----- ENTRIES PROVIDED -----

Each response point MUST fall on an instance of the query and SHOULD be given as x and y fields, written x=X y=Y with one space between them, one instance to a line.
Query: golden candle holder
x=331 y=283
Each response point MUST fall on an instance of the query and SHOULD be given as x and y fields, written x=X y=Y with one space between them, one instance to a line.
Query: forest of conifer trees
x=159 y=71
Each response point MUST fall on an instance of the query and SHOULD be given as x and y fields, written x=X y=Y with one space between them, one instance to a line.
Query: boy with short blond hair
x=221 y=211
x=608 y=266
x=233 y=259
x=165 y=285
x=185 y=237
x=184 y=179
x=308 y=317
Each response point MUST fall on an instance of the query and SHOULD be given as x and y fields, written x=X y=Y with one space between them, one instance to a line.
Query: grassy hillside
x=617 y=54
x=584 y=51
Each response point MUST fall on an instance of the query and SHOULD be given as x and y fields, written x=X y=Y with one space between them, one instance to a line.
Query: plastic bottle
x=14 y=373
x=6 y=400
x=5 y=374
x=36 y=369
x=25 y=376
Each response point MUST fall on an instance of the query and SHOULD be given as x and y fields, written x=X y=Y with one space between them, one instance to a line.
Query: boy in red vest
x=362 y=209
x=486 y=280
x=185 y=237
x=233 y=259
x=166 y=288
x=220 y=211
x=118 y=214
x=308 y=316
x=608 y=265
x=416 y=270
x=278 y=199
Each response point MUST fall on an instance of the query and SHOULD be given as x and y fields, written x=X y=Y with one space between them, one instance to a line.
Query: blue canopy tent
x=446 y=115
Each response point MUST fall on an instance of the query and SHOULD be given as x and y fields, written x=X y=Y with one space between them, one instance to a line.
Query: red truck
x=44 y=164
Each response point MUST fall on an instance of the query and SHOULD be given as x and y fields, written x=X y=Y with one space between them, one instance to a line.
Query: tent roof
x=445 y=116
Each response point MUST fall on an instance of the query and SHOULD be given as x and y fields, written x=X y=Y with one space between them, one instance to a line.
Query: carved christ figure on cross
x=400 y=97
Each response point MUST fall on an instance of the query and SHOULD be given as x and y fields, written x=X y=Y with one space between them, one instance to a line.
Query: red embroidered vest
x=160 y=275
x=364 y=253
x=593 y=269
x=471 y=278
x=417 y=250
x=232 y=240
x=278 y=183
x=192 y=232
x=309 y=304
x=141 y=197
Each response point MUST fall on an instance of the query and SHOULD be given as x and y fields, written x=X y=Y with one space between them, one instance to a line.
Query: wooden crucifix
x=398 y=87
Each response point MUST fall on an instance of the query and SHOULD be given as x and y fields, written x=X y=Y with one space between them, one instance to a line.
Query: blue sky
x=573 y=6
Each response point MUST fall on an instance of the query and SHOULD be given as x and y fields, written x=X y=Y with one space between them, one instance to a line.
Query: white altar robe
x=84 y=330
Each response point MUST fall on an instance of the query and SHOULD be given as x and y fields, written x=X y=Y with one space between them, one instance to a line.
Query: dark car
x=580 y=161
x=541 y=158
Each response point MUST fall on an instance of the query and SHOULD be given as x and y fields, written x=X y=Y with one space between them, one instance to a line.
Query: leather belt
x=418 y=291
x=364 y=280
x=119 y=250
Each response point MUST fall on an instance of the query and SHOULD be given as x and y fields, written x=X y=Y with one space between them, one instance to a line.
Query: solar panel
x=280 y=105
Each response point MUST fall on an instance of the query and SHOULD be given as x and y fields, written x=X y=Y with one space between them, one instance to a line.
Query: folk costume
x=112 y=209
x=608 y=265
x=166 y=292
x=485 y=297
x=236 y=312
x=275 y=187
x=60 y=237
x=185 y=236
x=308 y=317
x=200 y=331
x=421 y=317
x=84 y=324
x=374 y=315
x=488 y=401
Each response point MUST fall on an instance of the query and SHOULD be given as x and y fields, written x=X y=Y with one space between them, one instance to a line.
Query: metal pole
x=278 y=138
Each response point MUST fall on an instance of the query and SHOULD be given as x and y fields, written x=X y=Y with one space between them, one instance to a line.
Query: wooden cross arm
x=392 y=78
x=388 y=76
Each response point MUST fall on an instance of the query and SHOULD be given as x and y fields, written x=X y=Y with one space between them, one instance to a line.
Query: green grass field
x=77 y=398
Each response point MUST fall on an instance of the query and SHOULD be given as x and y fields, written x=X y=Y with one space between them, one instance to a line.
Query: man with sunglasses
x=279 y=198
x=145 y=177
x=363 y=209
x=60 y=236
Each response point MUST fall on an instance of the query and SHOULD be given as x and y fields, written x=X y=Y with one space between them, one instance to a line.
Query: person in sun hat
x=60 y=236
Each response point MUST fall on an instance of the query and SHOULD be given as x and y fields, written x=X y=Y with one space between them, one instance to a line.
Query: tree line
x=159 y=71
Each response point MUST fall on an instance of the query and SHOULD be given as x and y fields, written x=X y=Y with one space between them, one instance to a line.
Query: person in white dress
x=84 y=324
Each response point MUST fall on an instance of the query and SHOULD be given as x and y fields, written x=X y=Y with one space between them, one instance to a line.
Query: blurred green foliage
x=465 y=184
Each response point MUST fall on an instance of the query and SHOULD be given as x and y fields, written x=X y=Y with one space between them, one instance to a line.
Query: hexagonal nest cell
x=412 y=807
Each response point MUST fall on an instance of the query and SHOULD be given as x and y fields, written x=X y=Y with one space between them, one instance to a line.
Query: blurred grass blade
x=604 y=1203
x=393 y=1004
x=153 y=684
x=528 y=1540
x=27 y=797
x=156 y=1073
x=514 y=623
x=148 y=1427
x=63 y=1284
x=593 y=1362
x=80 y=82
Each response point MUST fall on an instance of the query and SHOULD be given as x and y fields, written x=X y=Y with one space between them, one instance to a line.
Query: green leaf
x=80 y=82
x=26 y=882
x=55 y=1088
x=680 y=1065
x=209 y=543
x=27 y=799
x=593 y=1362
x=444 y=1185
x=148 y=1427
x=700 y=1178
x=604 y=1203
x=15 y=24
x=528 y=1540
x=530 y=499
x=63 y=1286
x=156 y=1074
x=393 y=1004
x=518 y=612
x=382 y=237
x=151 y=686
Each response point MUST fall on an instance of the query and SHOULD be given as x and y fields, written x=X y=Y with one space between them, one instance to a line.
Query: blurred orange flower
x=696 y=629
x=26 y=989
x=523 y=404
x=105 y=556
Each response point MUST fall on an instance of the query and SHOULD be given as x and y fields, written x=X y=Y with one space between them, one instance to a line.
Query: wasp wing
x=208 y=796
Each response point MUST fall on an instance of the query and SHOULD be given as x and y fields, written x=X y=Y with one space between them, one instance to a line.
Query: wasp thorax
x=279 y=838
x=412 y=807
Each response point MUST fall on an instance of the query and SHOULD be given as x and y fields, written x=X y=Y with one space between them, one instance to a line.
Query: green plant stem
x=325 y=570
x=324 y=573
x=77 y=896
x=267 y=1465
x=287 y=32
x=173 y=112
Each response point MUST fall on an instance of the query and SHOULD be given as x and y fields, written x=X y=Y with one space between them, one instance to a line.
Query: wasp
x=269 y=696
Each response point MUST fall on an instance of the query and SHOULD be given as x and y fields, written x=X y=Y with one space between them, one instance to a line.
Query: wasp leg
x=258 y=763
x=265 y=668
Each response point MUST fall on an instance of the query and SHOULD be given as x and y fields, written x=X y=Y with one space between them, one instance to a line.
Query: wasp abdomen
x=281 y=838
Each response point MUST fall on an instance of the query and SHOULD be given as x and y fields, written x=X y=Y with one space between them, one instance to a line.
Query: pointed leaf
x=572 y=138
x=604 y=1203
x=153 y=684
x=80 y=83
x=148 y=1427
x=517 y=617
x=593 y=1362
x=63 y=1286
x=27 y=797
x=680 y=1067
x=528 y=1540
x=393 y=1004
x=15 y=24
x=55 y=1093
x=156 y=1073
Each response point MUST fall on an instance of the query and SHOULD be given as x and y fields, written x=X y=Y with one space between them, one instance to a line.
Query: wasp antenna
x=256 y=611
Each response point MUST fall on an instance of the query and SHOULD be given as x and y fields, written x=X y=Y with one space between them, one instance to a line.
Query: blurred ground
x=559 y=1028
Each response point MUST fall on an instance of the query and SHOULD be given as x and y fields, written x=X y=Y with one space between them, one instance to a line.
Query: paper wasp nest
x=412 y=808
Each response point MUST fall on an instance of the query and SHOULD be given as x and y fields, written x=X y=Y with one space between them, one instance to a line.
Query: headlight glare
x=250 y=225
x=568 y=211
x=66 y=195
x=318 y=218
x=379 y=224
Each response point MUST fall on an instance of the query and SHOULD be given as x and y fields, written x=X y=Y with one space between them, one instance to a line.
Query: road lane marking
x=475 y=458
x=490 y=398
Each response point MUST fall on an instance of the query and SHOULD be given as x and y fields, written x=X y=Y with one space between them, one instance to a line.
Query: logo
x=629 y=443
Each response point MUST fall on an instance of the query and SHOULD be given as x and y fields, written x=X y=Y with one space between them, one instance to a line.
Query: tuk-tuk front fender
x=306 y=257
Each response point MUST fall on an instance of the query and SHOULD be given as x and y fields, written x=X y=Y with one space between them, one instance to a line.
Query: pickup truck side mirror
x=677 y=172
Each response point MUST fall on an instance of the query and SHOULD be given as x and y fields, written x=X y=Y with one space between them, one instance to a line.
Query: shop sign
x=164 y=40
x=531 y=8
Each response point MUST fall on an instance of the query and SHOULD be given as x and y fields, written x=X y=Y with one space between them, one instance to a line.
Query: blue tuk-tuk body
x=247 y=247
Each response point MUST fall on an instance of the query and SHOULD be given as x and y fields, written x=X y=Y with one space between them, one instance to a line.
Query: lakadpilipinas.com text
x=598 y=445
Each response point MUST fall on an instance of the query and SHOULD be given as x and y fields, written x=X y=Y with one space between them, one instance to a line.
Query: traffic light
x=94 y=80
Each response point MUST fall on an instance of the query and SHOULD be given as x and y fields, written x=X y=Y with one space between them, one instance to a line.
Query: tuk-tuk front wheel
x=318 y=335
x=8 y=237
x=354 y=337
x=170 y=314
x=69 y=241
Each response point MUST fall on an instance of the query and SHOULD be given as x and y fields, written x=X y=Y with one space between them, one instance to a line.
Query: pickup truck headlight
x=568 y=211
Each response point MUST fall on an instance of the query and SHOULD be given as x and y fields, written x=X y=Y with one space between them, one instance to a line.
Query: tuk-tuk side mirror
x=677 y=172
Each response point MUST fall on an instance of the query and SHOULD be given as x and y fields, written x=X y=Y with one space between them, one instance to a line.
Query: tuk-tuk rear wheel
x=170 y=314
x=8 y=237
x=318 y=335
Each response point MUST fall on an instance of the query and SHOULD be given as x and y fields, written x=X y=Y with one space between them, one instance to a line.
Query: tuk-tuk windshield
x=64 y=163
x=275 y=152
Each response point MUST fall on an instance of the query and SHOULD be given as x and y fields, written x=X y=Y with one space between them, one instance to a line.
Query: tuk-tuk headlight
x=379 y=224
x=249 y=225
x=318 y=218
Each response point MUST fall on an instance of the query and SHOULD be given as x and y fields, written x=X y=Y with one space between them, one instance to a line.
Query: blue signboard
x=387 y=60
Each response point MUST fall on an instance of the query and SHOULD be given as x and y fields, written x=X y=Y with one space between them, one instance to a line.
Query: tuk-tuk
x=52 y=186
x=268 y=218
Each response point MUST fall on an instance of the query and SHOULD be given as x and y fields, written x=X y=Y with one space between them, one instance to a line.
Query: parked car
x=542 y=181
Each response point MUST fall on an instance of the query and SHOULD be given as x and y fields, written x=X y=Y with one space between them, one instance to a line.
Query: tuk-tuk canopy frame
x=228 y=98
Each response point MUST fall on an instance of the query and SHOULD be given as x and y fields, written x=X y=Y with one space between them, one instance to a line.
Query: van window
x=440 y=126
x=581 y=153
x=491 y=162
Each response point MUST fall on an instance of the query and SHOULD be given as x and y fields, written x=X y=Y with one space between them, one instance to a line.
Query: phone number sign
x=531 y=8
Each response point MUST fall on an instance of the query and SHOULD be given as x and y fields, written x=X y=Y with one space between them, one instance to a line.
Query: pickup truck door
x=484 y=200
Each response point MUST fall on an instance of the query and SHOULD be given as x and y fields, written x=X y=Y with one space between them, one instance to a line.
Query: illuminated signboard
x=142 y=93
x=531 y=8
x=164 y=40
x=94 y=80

-----

PROBLEM DESCRIPTION - Put the items, starting at the beginning and ending at the line containing "x=331 y=283", into a two-column CSV with the headers item_text and answer. Give one row per item, enclosing each field in quotation marks and replacing line breaks with spaces.

WORKED SOLUTION -
item_text,answer
"Each response point MUST fall on an instance of the query and SHOULD be given as x and y fields, written x=X y=Y with one space between them, one instance to a line. Query: golden candle holder","x=331 y=283"